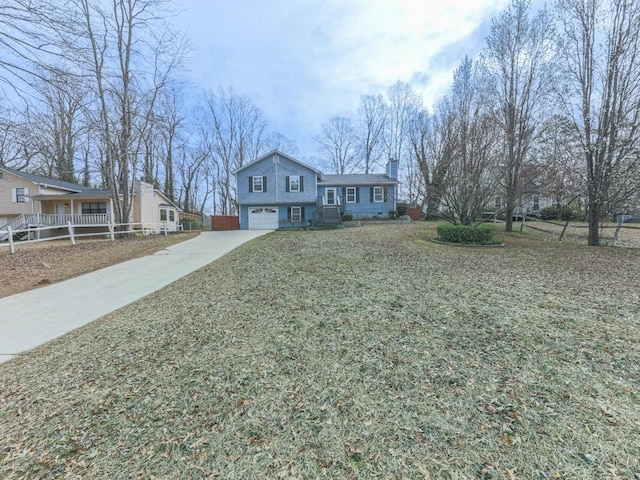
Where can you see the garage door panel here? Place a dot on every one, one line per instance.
(263, 218)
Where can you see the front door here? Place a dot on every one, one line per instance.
(331, 196)
(60, 211)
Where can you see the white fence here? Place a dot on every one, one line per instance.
(110, 230)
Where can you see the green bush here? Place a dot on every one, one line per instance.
(478, 235)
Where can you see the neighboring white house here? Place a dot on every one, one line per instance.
(28, 199)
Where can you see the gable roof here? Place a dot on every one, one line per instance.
(349, 180)
(272, 153)
(46, 181)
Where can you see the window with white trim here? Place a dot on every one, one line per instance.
(294, 183)
(257, 184)
(20, 195)
(296, 214)
(378, 194)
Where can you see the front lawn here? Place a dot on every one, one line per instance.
(356, 353)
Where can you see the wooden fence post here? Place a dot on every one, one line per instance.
(71, 233)
(12, 248)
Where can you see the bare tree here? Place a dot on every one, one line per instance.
(470, 180)
(277, 141)
(402, 105)
(600, 51)
(518, 56)
(337, 143)
(121, 48)
(432, 141)
(372, 114)
(57, 125)
(561, 171)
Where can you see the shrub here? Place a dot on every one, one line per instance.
(468, 234)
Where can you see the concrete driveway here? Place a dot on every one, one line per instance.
(32, 318)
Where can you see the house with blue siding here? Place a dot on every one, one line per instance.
(276, 190)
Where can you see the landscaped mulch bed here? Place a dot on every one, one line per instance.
(353, 353)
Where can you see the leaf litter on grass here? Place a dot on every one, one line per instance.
(355, 353)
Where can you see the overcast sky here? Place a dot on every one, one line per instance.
(303, 61)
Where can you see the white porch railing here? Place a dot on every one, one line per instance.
(63, 219)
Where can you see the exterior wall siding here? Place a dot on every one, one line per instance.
(283, 214)
(364, 208)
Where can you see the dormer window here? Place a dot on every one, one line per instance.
(294, 183)
(257, 184)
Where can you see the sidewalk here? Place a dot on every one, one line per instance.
(32, 318)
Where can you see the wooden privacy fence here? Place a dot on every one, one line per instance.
(110, 230)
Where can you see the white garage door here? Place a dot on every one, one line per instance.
(263, 218)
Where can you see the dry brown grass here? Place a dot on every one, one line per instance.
(577, 232)
(38, 264)
(356, 353)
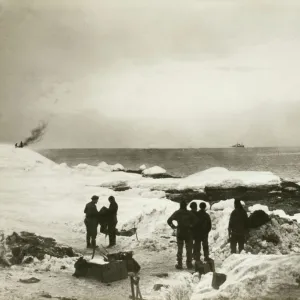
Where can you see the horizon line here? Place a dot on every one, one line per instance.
(162, 148)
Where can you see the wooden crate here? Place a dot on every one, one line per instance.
(110, 272)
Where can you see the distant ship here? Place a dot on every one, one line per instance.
(238, 145)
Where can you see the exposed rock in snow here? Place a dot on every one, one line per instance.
(254, 277)
(143, 167)
(225, 204)
(117, 167)
(154, 171)
(28, 244)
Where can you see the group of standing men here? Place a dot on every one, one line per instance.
(193, 228)
(93, 219)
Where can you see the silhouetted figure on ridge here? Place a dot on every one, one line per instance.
(203, 228)
(91, 222)
(238, 227)
(186, 221)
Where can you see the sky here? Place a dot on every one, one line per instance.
(150, 73)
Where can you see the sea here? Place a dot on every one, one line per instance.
(284, 162)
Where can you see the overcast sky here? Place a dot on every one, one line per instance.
(151, 73)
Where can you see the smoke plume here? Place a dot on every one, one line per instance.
(36, 134)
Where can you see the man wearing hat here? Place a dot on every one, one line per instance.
(91, 222)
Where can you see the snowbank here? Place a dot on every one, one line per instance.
(254, 277)
(154, 171)
(223, 178)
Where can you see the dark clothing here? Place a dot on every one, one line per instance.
(238, 228)
(197, 248)
(91, 231)
(204, 224)
(238, 222)
(201, 231)
(112, 222)
(195, 228)
(237, 239)
(91, 210)
(112, 212)
(91, 223)
(189, 250)
(186, 221)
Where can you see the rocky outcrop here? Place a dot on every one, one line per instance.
(277, 236)
(258, 218)
(284, 196)
(27, 245)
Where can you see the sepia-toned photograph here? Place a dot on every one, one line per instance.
(150, 149)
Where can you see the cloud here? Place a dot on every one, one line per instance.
(192, 67)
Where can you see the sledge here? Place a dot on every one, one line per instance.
(209, 266)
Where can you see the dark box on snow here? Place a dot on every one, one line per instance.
(110, 272)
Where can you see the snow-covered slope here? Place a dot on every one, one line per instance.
(254, 277)
(40, 196)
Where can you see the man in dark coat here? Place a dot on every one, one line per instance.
(91, 222)
(112, 221)
(193, 207)
(186, 220)
(203, 228)
(238, 227)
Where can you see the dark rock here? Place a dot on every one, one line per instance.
(28, 260)
(30, 280)
(272, 237)
(160, 176)
(46, 295)
(218, 280)
(29, 244)
(158, 286)
(161, 275)
(258, 218)
(121, 188)
(186, 195)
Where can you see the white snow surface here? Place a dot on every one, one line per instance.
(254, 277)
(40, 196)
(221, 177)
(154, 171)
════════════════════
→ Task details:
Copy all of the data above line for line, without any change, and leave the pictures out.

→ Output:
Where can you see the garage door panel here? Place a dot on every one, one line per instance.
(263, 218)
Where can you see the front door here? Place a dot on every one, one line per instance.
(331, 196)
(60, 211)
Where can you see the white fence here? Place a dot on every one, one line per instance.
(110, 230)
Where can you see the green bush here? Place a dot on every one, one line per instance.
(478, 235)
Where can you see the neighboring white house here? Place a dot on every one, one line per instance.
(28, 199)
Where can you see the gable roof here? Place a dot on every one, one line per instance.
(349, 180)
(272, 153)
(46, 181)
Where can you see the window with white trim here? Place a dot on every one, one line per instance.
(294, 183)
(257, 184)
(20, 195)
(296, 214)
(378, 194)
Where can you see the front lawn here? Place a dot on every one, one line per instance.
(356, 353)
Where can you see the wooden fence post here? Place a dot on every one, one line per instance.
(71, 233)
(12, 248)
Where can you see the bare tree here? Place a dot on every one, one line per instance.
(470, 180)
(277, 141)
(402, 105)
(600, 51)
(518, 56)
(337, 143)
(121, 48)
(432, 141)
(372, 114)
(57, 125)
(561, 171)
Where can you see the shrub here? Place a dot on every one, one line per instance.
(468, 234)
Where can you see the concrete driveway here? Place a dot on every one, one line per instance.
(32, 318)
Where can you see the house with blue siding here? Place a dot on every one, one line per instance.
(276, 190)
Where can you see the landscaped mulch bed here? Place a dot on every one, one line per instance.
(353, 353)
Where can you see the leaf litter on grass here? Place a dot on every one, one line per instance.
(355, 353)
Where can you see the overcast sky here? Place a dot on every one, one line per instance.
(303, 61)
Where can you see the white porch railing here? Place a dot on every one, one line per instance.
(63, 219)
Where can you see the exterior wall siding here? Place a dot on every one, one line per instance.
(283, 214)
(364, 208)
Where can you see the dormer window here? Place a dot on every one, one line per instance.
(294, 183)
(257, 184)
Where can you see the sidewalk here? Place a dot on every one, one line per instance.
(32, 318)
Where can you see the wooden privacy fence here? Place a dot on every one, one line per instance.
(110, 230)
Where can you see the white garage door here? Place a dot on every one, one line per instance.
(263, 218)
Where can you see the dry brown grass here? Place a dot on every one, one line per instance.
(577, 232)
(38, 264)
(356, 353)
Where can you see the horizon line here? Place a dot on every one, one line per instance.
(162, 148)
Where can you see the wooden crate here? Place a dot on every one, one line per instance.
(110, 272)
Where can you see the distant ship here? Place a dot on every one, one line per instance.
(238, 145)
Where can you see the exposed rock in snow here? Place a dot on every one, one line per instance.
(254, 277)
(143, 167)
(225, 204)
(117, 167)
(154, 171)
(28, 244)
Where can you see the group of standing men here? Place a dot on every one, one line per instance.
(193, 228)
(93, 219)
Where can you see the silhouetted figure on ridge here? Place a dot on every one, one line per instance.
(203, 228)
(91, 222)
(238, 227)
(186, 221)
Where can you see the sky here? Place a dot on every one, one line per instance.
(150, 73)
Where can you see the sea here? Place a dot on every one, one line per instance.
(284, 162)
Where can you see the overcast sky here? Place a dot on every one, one line per instance.
(151, 73)
Where can you see the smoke plume here? Place a dot on every one, one line per instance.
(36, 134)
Where can you see the man wearing hat here? Place a dot on every one, one line per instance.
(91, 222)
Where can you see the snowbank here? Place a dot on every one, one line per instance.
(254, 277)
(154, 171)
(223, 178)
Where can you see the dark clothing here? Place a dot on every one, one line per instance.
(238, 228)
(197, 248)
(91, 231)
(204, 224)
(238, 222)
(201, 231)
(112, 222)
(195, 228)
(237, 239)
(91, 210)
(112, 212)
(91, 223)
(189, 250)
(186, 221)
Where can you see the rocky outcrop here? Place a dot on every one, one line per instance.
(277, 236)
(258, 218)
(284, 196)
(27, 245)
Where can you see the sepia-toned photograph here? Place a dot on every one, one line per instance.
(150, 149)
Where can you see the cloud here? Place a dot on every one, one line per instance.
(192, 67)
Where can you see the sledge here? Place a dot on every one, one line per instance.
(209, 266)
Where can you see the dark box on snow here? Place a dot on every one, one line per instance.
(110, 272)
Where can you see the snow-covered slope here? Place a dot on every one, one line per instance.
(254, 277)
(40, 196)
Where can you see the man in dark coat here? Place a dot on every one, one line per instance.
(91, 222)
(112, 221)
(193, 207)
(186, 220)
(203, 228)
(238, 227)
Where can you see the dark rock here? Place a dot on every one, one line per instance.
(28, 260)
(30, 280)
(272, 237)
(160, 176)
(46, 295)
(218, 280)
(29, 244)
(158, 286)
(161, 275)
(258, 218)
(121, 188)
(186, 195)
Where can you see the white snow surface here? Place a dot on every one, one line per instance.
(254, 277)
(40, 196)
(221, 177)
(154, 171)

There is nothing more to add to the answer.